+++ Material shown

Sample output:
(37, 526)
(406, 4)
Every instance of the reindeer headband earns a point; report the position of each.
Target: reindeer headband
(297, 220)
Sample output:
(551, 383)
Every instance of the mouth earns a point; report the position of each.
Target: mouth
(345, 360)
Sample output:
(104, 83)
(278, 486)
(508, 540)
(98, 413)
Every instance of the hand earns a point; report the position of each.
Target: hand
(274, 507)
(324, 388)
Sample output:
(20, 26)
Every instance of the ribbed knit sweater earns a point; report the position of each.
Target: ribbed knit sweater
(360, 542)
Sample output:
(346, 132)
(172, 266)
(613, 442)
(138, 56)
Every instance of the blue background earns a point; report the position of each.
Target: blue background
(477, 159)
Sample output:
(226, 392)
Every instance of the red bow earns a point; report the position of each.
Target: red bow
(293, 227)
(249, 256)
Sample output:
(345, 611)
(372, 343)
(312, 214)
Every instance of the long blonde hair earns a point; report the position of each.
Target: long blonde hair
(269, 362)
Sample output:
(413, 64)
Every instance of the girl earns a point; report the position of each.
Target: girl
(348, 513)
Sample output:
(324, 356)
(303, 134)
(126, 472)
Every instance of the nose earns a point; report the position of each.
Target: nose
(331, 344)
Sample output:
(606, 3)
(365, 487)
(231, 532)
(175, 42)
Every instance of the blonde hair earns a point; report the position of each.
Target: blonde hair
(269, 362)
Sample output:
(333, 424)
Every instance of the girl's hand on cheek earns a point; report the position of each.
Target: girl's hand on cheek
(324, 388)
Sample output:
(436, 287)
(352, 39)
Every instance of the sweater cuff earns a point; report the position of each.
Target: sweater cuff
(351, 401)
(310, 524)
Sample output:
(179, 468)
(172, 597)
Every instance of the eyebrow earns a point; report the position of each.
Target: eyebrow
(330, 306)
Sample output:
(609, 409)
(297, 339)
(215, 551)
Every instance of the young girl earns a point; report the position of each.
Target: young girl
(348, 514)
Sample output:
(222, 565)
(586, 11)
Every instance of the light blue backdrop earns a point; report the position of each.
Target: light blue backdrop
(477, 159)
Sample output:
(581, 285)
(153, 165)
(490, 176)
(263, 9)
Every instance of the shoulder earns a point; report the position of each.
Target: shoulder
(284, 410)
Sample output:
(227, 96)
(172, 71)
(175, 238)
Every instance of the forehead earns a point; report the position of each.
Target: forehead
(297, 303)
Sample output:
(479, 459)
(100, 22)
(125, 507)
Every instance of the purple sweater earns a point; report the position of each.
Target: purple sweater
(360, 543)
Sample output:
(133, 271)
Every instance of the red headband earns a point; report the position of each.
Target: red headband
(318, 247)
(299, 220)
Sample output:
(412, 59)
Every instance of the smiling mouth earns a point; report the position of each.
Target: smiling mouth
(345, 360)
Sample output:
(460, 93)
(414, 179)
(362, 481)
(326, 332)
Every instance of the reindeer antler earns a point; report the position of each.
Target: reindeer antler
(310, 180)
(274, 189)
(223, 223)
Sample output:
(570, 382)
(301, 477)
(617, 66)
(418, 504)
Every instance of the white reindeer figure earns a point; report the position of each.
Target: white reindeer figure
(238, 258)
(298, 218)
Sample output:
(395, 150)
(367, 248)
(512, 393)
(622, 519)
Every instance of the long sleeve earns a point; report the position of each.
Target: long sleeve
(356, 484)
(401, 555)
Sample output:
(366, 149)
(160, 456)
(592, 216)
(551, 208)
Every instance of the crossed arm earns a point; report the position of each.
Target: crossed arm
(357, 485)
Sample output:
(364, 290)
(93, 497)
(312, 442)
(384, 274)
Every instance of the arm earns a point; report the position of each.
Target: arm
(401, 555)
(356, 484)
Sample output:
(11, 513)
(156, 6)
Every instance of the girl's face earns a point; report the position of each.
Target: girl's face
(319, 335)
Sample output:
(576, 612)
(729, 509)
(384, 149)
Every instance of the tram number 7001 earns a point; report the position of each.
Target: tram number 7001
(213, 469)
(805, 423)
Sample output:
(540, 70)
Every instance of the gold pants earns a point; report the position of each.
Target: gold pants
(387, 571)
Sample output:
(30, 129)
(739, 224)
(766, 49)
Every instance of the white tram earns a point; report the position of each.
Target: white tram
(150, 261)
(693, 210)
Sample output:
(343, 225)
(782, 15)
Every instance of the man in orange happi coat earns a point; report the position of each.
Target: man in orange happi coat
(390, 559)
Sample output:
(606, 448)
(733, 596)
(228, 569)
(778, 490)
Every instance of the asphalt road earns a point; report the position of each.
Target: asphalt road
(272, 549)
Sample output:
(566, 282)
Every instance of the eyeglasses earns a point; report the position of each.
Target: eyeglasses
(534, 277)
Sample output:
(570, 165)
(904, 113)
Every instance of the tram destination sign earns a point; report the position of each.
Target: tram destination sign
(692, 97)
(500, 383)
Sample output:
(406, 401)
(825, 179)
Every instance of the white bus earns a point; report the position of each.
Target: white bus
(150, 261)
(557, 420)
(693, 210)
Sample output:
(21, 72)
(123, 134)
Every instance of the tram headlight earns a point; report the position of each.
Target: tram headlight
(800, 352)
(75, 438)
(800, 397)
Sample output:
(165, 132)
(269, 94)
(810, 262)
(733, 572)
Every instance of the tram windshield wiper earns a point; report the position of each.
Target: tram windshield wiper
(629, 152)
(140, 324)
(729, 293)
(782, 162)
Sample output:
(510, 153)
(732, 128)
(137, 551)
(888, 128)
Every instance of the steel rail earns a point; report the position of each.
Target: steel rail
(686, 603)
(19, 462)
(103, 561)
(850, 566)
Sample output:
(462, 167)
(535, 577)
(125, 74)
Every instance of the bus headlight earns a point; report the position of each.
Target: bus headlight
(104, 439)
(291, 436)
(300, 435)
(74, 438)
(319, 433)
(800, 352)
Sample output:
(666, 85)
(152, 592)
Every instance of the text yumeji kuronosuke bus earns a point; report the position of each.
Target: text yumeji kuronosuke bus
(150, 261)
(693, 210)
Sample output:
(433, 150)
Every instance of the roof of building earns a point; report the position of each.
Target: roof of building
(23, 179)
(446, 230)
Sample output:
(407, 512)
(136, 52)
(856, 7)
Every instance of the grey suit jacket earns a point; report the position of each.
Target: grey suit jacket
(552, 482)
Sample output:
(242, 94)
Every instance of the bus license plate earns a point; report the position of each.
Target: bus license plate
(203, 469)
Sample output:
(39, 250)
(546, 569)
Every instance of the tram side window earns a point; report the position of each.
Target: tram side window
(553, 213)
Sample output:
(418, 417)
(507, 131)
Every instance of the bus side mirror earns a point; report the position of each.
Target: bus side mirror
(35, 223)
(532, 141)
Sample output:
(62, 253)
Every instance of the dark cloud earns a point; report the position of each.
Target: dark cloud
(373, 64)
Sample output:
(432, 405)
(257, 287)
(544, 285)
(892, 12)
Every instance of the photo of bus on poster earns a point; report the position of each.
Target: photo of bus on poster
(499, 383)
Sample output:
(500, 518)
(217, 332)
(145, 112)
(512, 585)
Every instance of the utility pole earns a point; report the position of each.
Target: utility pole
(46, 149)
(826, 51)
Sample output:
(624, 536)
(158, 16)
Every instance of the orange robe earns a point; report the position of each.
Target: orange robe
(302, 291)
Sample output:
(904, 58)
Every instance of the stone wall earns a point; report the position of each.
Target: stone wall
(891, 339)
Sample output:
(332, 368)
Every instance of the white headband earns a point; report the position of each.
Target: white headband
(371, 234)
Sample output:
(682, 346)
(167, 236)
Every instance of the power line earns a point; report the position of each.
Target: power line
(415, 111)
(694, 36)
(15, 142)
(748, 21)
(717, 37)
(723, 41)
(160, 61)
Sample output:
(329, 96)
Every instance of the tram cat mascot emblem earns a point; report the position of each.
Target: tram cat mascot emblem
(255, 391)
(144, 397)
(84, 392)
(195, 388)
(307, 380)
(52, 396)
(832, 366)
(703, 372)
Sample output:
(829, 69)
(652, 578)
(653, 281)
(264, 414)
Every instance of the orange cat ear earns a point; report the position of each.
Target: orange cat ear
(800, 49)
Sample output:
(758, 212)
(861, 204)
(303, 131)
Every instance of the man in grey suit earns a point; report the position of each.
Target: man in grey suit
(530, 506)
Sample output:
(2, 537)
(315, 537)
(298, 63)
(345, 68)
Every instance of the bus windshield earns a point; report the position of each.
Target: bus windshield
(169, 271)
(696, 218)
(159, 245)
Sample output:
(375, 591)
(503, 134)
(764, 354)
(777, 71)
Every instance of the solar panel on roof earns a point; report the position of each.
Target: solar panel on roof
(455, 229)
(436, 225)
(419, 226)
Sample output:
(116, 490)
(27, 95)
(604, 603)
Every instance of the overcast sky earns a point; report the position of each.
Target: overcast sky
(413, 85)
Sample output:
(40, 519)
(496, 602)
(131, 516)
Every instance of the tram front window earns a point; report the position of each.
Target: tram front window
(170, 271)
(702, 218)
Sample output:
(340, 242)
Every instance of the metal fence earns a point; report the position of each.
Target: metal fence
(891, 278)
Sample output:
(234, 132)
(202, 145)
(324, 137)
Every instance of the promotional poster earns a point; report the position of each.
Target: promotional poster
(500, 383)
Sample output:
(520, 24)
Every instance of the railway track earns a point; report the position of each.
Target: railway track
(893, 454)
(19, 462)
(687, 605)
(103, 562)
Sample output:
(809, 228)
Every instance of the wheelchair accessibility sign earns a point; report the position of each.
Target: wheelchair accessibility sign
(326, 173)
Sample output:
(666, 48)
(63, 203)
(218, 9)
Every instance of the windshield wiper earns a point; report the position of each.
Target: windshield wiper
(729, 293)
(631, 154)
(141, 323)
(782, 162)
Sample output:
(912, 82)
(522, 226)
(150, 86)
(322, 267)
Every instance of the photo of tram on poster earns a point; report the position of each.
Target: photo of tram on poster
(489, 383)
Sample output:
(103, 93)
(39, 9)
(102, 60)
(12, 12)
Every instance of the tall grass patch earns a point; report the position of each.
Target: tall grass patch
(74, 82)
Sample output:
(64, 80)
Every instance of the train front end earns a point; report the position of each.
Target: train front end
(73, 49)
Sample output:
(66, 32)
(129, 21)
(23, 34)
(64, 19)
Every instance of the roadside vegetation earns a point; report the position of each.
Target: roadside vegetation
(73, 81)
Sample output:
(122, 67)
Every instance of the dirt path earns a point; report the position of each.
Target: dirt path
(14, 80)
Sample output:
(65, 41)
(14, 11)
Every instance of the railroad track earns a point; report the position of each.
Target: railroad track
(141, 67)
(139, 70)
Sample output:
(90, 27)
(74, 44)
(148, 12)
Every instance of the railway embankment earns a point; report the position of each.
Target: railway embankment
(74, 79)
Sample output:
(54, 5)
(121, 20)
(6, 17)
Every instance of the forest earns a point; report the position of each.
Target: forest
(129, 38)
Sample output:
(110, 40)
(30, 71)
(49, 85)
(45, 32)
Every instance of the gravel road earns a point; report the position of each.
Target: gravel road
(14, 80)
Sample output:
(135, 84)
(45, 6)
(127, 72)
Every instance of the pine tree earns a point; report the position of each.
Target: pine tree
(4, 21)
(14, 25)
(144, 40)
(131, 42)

++++++

* Directions
Collect every line in the entries above that contains the word "track", and copy each one out in full. Case counts.

* Written answer
Every instance of the railway track earns a point; report the position of each.
Target: railway track
Every instance of the railroad track earns a point; report the position of each.
Target: railroad track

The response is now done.